• WHAT IS REQUIRED: Lines from the listing that hold the string "switch" are what you should return.

*** Opening of INPUT MATERIAL ***

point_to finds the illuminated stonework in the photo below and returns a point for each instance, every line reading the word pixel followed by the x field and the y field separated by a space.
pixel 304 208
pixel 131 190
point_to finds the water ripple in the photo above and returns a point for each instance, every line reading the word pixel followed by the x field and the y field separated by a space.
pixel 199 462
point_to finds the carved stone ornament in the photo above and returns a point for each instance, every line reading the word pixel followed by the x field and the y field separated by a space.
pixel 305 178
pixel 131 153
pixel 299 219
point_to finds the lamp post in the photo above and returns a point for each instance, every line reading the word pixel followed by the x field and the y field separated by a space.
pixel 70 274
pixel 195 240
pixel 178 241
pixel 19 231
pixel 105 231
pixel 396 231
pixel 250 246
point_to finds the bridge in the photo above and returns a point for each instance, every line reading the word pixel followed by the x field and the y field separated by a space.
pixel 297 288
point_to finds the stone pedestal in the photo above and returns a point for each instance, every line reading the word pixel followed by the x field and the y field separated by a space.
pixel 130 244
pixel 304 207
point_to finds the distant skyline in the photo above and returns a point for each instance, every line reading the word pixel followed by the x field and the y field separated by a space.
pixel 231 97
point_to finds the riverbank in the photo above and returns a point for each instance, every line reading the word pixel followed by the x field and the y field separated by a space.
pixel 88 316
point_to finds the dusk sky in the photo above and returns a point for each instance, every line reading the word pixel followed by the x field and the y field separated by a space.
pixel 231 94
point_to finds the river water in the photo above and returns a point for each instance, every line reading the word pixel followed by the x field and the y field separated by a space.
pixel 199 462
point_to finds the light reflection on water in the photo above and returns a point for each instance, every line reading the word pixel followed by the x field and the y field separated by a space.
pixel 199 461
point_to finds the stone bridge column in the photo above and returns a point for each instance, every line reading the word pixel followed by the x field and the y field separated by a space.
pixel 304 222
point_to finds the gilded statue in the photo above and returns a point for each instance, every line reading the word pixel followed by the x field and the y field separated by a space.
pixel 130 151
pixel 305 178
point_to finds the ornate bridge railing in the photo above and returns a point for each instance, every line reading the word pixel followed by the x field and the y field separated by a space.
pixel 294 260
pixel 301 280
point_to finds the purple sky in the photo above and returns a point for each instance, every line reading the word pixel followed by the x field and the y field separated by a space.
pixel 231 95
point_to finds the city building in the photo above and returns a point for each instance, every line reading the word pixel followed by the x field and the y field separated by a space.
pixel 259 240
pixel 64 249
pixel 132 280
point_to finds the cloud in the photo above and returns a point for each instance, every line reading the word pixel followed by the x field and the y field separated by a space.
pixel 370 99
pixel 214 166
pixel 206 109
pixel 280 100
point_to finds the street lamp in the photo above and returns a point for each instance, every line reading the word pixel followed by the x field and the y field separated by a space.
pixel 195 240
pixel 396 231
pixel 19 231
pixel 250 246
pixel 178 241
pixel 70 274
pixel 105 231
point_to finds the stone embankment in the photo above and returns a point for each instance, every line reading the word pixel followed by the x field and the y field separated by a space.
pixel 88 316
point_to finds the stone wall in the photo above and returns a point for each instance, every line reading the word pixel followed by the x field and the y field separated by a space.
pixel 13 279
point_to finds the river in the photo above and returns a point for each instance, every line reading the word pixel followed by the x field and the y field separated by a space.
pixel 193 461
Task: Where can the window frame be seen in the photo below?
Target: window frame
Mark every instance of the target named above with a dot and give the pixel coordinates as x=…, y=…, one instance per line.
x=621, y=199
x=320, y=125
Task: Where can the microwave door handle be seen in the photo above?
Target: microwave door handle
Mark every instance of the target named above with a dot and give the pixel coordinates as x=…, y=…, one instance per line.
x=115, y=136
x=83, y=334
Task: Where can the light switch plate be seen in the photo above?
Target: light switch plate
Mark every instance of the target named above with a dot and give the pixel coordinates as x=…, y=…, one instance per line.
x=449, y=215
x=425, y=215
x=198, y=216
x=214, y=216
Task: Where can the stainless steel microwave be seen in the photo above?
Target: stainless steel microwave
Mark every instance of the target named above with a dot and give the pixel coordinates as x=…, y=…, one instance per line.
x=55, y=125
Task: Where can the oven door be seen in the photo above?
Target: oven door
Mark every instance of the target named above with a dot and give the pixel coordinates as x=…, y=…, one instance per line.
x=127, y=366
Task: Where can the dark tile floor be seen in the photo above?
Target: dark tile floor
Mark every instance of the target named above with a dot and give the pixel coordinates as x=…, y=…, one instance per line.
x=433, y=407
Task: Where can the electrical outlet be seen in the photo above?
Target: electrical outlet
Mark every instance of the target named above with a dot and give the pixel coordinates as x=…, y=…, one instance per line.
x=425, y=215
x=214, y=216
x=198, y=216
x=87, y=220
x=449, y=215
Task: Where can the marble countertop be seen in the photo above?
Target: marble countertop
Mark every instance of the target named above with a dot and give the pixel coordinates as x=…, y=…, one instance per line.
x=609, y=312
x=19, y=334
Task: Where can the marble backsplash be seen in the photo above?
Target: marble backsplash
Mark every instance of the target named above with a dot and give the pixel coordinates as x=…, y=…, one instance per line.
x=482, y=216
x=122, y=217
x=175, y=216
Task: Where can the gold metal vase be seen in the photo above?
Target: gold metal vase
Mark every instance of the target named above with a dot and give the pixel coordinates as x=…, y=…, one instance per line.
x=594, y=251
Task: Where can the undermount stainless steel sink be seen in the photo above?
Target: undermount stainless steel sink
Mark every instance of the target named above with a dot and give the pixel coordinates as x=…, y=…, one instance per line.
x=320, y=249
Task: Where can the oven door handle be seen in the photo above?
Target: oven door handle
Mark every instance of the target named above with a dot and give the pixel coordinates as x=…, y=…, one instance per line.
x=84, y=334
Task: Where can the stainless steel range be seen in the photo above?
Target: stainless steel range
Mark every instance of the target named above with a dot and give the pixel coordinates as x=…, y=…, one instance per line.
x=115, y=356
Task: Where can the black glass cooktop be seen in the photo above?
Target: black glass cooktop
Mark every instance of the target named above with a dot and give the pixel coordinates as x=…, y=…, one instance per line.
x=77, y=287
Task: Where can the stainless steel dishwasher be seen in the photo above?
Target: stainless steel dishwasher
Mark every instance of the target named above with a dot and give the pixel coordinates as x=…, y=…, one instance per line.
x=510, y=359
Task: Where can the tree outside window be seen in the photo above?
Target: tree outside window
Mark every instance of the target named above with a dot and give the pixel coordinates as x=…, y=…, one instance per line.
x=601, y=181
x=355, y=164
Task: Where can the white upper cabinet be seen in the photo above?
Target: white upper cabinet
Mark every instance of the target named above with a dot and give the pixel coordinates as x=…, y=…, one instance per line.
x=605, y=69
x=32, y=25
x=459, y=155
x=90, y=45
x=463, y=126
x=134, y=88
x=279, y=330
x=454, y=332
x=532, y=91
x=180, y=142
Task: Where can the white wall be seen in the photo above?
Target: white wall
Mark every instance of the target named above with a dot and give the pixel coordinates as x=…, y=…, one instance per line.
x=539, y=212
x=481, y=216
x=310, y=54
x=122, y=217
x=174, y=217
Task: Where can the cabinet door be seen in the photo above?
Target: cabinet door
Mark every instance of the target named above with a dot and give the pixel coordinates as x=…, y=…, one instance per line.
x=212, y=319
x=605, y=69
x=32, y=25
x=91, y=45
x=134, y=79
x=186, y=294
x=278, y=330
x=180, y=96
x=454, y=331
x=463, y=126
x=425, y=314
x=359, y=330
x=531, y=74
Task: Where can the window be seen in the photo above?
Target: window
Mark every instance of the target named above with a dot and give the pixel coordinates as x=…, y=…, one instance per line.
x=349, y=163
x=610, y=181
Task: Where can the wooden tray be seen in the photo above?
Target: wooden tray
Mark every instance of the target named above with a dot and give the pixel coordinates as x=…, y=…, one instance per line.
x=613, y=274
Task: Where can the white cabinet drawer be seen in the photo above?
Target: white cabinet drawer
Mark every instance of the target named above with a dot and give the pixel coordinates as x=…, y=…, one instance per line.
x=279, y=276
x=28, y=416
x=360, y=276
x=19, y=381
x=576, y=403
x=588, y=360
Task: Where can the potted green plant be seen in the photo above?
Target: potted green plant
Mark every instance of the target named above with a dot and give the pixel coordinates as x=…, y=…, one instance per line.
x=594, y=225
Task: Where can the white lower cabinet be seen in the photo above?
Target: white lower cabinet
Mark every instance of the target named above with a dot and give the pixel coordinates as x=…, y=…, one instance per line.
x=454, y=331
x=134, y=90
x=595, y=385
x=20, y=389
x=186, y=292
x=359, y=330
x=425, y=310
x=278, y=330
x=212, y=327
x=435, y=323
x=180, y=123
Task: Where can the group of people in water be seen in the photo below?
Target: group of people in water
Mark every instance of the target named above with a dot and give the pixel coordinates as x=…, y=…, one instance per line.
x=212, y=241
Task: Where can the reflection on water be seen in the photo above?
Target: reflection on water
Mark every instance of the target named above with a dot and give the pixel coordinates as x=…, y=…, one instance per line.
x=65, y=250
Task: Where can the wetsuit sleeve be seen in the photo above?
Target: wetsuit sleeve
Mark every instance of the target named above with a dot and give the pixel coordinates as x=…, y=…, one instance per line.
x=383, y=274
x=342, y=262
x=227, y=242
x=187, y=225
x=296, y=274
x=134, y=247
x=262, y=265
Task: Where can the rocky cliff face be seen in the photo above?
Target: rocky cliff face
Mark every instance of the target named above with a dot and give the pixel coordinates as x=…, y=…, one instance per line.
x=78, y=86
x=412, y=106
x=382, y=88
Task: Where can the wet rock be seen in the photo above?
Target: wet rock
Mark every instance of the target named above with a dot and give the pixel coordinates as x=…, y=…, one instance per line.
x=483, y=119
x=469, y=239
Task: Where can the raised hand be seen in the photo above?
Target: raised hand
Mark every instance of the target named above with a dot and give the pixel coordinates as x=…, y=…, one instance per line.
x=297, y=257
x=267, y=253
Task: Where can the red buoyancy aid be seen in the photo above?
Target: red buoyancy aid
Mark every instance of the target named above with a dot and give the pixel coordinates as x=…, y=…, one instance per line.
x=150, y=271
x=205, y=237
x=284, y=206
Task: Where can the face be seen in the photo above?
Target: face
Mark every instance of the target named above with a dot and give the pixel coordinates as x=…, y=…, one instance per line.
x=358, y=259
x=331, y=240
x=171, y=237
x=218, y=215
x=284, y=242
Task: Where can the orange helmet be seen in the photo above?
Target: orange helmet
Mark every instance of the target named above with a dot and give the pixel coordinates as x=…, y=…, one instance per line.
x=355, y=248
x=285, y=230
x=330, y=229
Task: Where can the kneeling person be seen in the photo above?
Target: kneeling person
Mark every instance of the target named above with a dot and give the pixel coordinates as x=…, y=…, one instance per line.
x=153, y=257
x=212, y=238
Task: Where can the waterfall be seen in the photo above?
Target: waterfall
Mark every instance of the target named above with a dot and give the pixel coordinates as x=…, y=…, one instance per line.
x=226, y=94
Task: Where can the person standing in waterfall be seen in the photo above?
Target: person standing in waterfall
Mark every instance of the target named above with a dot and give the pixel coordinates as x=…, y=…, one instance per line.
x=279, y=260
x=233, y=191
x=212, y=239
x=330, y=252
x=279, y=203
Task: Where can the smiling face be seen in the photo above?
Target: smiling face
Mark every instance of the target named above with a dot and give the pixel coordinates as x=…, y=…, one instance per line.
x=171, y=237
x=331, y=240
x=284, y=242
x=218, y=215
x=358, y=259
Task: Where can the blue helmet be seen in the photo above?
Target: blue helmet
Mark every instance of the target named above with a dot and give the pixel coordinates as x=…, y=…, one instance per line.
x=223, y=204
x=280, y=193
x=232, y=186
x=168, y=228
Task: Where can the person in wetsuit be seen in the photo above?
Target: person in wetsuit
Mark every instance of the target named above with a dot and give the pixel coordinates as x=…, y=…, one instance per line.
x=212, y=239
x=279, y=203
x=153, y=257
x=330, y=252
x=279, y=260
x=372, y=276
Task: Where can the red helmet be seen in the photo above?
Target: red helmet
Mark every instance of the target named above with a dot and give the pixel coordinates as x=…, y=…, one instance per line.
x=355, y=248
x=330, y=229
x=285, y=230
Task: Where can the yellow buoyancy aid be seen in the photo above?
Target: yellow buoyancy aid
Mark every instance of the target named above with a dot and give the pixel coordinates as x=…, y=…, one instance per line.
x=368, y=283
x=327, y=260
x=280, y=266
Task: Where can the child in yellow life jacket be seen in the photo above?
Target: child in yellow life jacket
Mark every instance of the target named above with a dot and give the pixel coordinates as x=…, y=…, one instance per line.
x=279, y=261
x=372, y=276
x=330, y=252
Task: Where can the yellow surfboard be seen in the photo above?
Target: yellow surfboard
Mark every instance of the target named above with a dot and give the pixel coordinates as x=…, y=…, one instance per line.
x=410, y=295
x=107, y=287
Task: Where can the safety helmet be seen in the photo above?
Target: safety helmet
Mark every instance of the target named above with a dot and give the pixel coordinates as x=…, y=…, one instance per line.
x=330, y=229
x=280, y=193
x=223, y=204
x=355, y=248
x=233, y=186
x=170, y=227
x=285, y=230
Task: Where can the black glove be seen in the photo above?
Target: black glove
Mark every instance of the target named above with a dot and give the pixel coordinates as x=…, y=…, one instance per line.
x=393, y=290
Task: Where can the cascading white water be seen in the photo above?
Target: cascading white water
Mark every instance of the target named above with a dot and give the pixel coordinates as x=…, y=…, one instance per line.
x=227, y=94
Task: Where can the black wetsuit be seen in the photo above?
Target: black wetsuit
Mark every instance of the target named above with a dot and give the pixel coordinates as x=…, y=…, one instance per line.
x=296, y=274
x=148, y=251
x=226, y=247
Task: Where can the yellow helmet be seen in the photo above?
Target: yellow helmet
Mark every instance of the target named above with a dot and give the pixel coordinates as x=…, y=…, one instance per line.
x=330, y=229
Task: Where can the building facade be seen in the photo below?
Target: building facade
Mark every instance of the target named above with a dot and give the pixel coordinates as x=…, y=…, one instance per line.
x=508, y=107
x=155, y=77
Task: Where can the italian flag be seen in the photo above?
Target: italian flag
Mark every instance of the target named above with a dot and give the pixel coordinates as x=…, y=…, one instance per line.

*** Close of INPUT MATERIAL ***

• WRITTEN REPLY:
Task: Where can the light switch plate be seen in the photo above?
Target: light switch plate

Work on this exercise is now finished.